- **WHAT IS BEING ASKED**
Copy all of the data below line for line, changing nothing.

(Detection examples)
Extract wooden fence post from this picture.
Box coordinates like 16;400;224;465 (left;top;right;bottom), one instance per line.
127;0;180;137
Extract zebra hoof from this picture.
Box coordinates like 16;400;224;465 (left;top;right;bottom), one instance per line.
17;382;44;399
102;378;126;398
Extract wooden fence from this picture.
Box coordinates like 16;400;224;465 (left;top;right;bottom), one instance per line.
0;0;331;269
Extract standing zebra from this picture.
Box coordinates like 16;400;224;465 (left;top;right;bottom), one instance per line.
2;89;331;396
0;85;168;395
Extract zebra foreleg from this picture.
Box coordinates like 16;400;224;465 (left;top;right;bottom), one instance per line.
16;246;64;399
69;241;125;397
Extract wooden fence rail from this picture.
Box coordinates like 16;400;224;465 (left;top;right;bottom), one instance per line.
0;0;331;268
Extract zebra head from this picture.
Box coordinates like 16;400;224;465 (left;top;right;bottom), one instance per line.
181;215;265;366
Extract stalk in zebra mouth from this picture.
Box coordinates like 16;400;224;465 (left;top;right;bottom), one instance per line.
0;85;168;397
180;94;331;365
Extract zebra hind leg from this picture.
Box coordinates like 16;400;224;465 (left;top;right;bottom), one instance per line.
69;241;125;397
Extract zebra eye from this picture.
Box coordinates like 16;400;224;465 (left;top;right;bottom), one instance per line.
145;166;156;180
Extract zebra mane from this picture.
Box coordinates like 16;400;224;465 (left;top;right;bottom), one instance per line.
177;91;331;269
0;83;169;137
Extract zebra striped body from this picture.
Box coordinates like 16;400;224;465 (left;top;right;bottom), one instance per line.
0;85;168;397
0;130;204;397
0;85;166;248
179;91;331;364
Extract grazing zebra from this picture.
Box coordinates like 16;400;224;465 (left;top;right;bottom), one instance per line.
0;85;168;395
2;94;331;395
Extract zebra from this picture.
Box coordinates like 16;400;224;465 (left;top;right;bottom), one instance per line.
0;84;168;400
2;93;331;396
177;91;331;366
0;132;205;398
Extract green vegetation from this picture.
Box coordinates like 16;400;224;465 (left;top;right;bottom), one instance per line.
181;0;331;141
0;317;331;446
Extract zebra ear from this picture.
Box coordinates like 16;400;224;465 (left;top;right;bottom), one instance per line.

- **THE RESPONSE**
Extract wooden fence post from this picture.
Box coordinates like 16;400;224;465 (left;top;right;bottom), one instance per line.
127;0;180;137
Extract zebra hoof from this picture.
Box coordinates like 16;400;224;465 (left;top;right;bottom), one instance per line.
17;382;44;399
102;378;126;398
Extract wooden fence from this picture.
Box coordinates like 16;400;224;465 (left;top;right;bottom), one instance per line.
0;0;331;269
Extract standing zebra from this picture.
Box coordinates like 16;400;224;465 (left;top;right;bottom), one instance per line.
2;89;331;396
0;85;168;395
Extract zebra foreleg from this picture.
Box coordinates like 16;400;224;465 (left;top;right;bottom), one instance per line.
16;246;64;399
69;241;125;397
Extract wooden fence rail from this picture.
Box coordinates like 16;400;224;465 (left;top;right;bottom), one instance per line.
0;0;331;268
Extract zebra head from this picture.
Box coordinates like 16;400;224;465 (left;top;right;bottom), one instance per line.
181;215;265;366
Extract stalk in zebra mouth from this picture.
Box coordinates like 16;400;224;465 (left;top;right;bottom), one instance per line.
0;85;168;397
180;94;331;365
Extract zebra hind leg from this picture.
Box coordinates like 16;400;224;465 (left;top;right;bottom), one instance per line.
69;241;125;397
Extract zebra eye from this picture.
Box coordinates like 16;400;224;465 (left;top;right;bottom), one instance per line.
145;166;156;180
Extract zebra mane from this picture.
Box coordinates like 16;400;224;465 (left;top;right;bottom), one instance per line.
177;91;331;269
0;83;169;137
Extract zebra striped body from this picture.
Box coordinates like 16;400;224;465 (left;top;right;bottom), one instance per line.
0;85;168;397
0;130;204;397
0;85;166;248
179;91;331;364
Extract grazing zebra from this picture.
Box coordinates like 16;400;224;465 (left;top;right;bottom), one instance per line.
0;85;168;395
2;94;331;395
Extract zebra from this picture.
Box coordinates like 16;400;224;465 (left;top;right;bottom), one instance per line.
0;84;168;400
2;93;331;396
177;91;331;366
0;132;205;398
Extract green vegetation from this picture.
Box coordinates like 16;400;224;465 (left;top;right;bottom), one instance per line.
181;0;331;141
0;317;331;446
Extract zebra ear from this picture.
Box coordinates like 16;400;224;465 (left;top;right;bottom), one instance per line.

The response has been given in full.